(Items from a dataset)
────
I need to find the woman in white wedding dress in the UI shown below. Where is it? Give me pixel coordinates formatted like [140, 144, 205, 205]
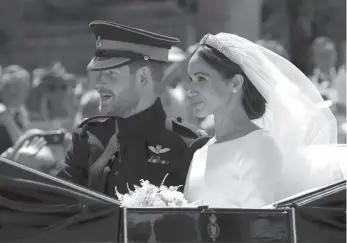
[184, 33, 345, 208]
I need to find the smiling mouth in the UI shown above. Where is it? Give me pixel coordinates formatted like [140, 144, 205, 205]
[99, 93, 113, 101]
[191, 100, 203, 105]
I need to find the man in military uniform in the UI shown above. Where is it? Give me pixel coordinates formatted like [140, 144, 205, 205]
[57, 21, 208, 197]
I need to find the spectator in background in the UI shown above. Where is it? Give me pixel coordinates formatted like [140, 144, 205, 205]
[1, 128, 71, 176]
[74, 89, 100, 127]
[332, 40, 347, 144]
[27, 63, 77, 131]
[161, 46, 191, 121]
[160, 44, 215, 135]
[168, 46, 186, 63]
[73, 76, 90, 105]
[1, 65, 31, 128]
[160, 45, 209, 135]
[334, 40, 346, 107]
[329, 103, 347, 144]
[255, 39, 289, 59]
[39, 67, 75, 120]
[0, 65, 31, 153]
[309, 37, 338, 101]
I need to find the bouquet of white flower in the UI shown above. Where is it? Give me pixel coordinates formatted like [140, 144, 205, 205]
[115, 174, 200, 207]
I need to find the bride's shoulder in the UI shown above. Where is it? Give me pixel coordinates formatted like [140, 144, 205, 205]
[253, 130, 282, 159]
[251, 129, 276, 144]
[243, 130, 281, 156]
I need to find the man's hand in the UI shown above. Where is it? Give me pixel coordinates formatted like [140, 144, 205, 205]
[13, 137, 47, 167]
────
▸ **Problem requirements**
From the line with "I need to find the man's" to the final line of the data above, please reproduce every line exactly and add nothing.

▸ **Output of the exercise**
I need to find the man's hand in the UI shown above. Where is it? Give me pixel coordinates formatted like [140, 144, 205, 205]
[13, 137, 47, 167]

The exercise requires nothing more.